- PASSAGE PROVIDED -
^^^^^^^^
Spring Greening

Humanity is exalted not because we are so far above other living creatures, but because knowing them well elevates the very concept of life.
— Edward O. Wilson, Biophilia

It’s May already.  I feel like the last few months of winter and the first of Spring blend and meld and then suddenly it’s ninety degrees Fahrenheit and everything is green.  I have been busy and all together not so busy–work and life and dirty dishes.  I still walk through nature often enough.  I take a three-mile walk every week through the suburbs and over two ridges each two hundred feet tall and not evenly sloped.

Part of my walk is dedicated to a quaint community park with a fair amount of wooded slope, a small field and playground, and a popular fishing pond.  I normally pass through quickly to try to get right home and relax my feet (three miles of mostly paved walking surface is not pleasant).  But today I slow my pace to get a good look around.  I find some beautiful white violets and notice the oaks beginning to leaf.  Suddenly, a black-throated blue warbler jumps out and startles me.  I have never seen a male black-throated blue before and my heart races with excitement.  I’ve also never been this disappointed not to have a camera and instead I watch the bird for a few minutes, committing the image to my memory–the small bird with striking slate blue on his back and a handsome black patch on the throat and cheeks with a streak of black on each side all the way to the tail contrasting the white of his belly and a single small white patch on each wing to emphasize the difference between the blue and black.  After posing for an overly long moment, the warbler flits off into the canopy without a sound disappearing into the bright green foliage and dark branches of the trees.
^^^^^^^^
- DATA FOR ANALYSIS -
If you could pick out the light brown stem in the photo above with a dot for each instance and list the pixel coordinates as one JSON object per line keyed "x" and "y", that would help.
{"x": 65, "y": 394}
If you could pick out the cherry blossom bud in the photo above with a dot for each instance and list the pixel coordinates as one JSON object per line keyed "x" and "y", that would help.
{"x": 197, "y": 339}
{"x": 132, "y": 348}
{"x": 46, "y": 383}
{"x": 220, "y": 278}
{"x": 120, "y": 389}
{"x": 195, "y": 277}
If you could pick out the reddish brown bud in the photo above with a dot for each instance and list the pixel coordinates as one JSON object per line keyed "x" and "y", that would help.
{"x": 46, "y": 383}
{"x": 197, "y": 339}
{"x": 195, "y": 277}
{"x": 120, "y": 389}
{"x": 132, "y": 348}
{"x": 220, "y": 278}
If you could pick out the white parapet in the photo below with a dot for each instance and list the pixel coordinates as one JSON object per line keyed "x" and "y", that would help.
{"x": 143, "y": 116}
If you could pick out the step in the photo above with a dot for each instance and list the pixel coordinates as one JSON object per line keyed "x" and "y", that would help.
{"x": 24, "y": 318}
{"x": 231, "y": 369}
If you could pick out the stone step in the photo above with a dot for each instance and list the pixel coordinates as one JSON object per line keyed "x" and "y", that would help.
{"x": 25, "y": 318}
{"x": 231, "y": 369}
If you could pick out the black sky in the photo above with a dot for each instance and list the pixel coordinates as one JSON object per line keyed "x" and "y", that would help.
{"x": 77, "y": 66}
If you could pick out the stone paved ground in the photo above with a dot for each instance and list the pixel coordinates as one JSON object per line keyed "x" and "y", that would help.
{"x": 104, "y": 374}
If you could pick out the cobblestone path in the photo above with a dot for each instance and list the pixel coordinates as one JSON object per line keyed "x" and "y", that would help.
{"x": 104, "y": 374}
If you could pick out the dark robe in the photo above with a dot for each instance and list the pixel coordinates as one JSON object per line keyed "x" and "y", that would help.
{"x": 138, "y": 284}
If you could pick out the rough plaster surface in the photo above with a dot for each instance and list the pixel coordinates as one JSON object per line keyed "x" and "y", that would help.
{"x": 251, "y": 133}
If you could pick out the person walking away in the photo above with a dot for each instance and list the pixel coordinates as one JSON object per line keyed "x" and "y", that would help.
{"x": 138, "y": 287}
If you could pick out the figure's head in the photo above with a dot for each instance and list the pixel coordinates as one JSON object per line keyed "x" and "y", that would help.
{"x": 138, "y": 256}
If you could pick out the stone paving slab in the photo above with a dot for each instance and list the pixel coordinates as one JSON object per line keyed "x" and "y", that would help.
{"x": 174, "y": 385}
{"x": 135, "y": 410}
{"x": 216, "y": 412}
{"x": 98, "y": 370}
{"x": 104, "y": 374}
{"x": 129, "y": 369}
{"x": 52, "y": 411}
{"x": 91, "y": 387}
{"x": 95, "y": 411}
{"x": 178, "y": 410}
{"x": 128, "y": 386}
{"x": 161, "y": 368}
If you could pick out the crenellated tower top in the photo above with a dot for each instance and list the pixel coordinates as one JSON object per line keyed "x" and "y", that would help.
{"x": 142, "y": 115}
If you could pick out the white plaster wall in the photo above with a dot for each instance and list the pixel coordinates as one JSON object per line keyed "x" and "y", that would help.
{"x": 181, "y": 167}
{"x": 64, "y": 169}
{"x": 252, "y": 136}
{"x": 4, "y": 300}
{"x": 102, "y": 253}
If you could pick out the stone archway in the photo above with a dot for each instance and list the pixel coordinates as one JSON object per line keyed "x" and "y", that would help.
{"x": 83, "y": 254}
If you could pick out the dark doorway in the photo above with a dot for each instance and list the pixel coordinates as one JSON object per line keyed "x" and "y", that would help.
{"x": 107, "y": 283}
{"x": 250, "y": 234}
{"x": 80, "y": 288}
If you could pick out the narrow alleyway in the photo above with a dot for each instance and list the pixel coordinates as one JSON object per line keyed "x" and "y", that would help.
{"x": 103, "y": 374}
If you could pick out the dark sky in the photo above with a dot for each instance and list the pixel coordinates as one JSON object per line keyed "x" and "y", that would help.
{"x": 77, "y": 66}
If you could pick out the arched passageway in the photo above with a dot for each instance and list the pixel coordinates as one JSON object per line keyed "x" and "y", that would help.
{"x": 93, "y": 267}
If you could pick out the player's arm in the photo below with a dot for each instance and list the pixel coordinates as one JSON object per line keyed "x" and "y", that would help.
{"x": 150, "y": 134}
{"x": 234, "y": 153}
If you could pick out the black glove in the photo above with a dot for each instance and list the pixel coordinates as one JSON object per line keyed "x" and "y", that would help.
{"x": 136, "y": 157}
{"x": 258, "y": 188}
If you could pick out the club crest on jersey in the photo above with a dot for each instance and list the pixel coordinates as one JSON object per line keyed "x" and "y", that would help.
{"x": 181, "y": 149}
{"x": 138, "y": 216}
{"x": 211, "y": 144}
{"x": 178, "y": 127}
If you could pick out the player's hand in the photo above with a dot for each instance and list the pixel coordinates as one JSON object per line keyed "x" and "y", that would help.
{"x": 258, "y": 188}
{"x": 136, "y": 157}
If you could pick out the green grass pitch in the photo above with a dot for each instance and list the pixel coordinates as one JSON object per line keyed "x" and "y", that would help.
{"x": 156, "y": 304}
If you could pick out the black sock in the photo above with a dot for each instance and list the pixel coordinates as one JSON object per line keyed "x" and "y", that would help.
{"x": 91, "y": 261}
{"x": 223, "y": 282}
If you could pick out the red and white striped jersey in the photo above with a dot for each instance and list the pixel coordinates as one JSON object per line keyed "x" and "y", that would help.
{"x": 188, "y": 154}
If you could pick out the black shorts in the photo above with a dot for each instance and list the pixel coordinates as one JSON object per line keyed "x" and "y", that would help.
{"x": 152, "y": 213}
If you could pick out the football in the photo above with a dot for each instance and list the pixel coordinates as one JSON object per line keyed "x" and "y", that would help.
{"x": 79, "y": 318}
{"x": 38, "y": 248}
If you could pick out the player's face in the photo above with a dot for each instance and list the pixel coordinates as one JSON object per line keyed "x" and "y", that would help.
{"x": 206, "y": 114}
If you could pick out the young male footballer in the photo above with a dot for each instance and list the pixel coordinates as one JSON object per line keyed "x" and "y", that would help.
^^^^^^^^
- EXERCISE 1 -
Using the Spring Greening essay, say whether each statement agrees with it: (a) the writer's weekly walk is three miles long; (b) the writer got a photograph of the warbler; (c) the warbler sang as it flew away. Answer yes or no for each and quote the words that settle it.
- EXERCISE 2 -
Carry the Spring Greening essay forward from the last sentence shown.

- ANSWER SPACE 1 -
(a) Yes: "I take a three-mile walk every week"
(b) No: "I’ve also never been this disappointed not to have a camera"
(c) No: "the warbler flits off into the canopy without a sound"

- ANSWER SPACE 2 -
Rue Anemone (Thalictrum thalictroides).  Typically six petals, but not unusual with more than six.  North Park, Pennsylvania. May 2015.

Rue Anemone (Thalictrum thalictroides). Typically six petals, but not unusual with more than six. North Park, Pennsylvania. May 2015.

I walk with a brighter spirit now on this same trail I walk from week to week.  Despite the paved path straining my footsteps I enjoy every bright green leaf and flitting bird.  The winter blues that dampened my spirit have finally released me into a bright green paradise filled with life all around me.  The tops of trees one hundred and more feet tall with squirrels and birds leaping and chirping from limb to limb.  The vast carpet of grasses and wildflowers and the root systems woven together with fungi and enriched by microbial communities and underground cities and suburbs of insects.  And the deer, raccoons, foxes, hawks, owls, opossum, groundhog, coyote, crow, and others too large to remain invisible but that manage to eke out a living in between man’s motorized roadways and concrete fortresses.  These green and wild and living surfaces around our homes are representative of man’s relationship to nature; our appreciation for the beauty of the landscape and the spectrum of color that nature provides from season to season; our desire to find peace on Earth in delightful birdsong and dense quiet woods; and our curiosity in the workings of life from a butterfly’s life cycle to the great exchange of energy and matter across the globe–water cycles, weather patterns, geological movement, the sun’s radiation, etc.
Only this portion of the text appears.